■ EXERCISE GOAL ■
Pick up the passage on Ohio's Turning Point Solar project after its final sentence and continue it.

■ SELECTED EXTRACT ■
★ ★ ★ ★ ★ ★ ★

Last week, on October 5th, Ohio Governor Strickland announced with great fanfare that a new 49.9 MW solar project, dubbed Turning Point Solar, will likely (pending approval of regulators) be constructed in a remote part of southeastern Ohio. In governor Strickland’s press release, he is quoted as saying: “We recognized the future when we established our state’s aggressive renewable portfolio standard, invested in the energy industry and eliminated taxes for new energy facilities to create jobs and grow Ohio’s advanced energy industry,” said Strickland. “Today, the future has recognized Ohio. One of the largest solar farms in the nation is going to be built here in Ohio, with solar panels and solar trackers made in Ohio, built by Ohioans with the know-how taught in Ohio colleges.”

★ ★ ★ ★ ★ ★ ★

■ DATA SECTION ■
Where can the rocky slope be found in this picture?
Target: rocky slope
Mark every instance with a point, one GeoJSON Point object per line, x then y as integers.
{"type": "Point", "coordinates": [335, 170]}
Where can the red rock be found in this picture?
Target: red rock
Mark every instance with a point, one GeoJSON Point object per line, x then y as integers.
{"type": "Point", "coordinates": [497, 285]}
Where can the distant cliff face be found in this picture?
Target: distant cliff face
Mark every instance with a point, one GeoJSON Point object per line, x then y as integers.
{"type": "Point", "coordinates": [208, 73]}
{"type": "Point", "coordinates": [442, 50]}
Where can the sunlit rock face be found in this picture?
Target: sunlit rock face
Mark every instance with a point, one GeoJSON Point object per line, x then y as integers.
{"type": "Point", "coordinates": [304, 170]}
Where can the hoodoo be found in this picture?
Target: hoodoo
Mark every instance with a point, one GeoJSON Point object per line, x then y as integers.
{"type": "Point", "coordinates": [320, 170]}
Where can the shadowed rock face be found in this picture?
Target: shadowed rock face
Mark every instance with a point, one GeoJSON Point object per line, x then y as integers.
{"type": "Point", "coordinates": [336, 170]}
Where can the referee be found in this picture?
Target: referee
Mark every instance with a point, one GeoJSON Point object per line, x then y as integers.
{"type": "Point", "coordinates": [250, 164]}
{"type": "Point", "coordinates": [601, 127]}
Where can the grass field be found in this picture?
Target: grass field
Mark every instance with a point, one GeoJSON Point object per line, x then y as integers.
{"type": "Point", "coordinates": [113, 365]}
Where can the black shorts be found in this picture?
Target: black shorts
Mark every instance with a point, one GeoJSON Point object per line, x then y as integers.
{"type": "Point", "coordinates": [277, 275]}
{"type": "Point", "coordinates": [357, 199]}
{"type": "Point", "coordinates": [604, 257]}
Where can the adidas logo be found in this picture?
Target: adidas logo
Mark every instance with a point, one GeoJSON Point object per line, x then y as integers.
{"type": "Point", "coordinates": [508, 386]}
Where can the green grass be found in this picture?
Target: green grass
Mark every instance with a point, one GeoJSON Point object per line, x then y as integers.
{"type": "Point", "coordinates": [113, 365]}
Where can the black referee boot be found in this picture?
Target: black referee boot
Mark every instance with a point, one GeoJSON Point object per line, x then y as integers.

★ ★ ★ ★ ★ ★ ★

■ ANSWER ■
Zack Space, Ohio Congressman for the district in which the project will be located, jumped onto the political bandwagon and said that: “Today’s announcement of more than 300 jobs coming to Southeastern Ohio provides an enormous boost for our economy in the short-term, and paves the way for the kind of long-term development that will help Appalachian Ohio reverse the economic disparity that has been so devastating to our towns and communities.” Not missing an opportunity to appeal to his constituency, Ohio Senator Sherrod Brown was quoted as saying: “Today’s announcement shows how Ohio is poised to lead the nation in clean energy” and that “Solar energy has the potential to bring a host of benefits to southeastern Ohio, including hundreds of new manufacturing jobs and clean energy for hundreds of thousands of rural Ohioans.”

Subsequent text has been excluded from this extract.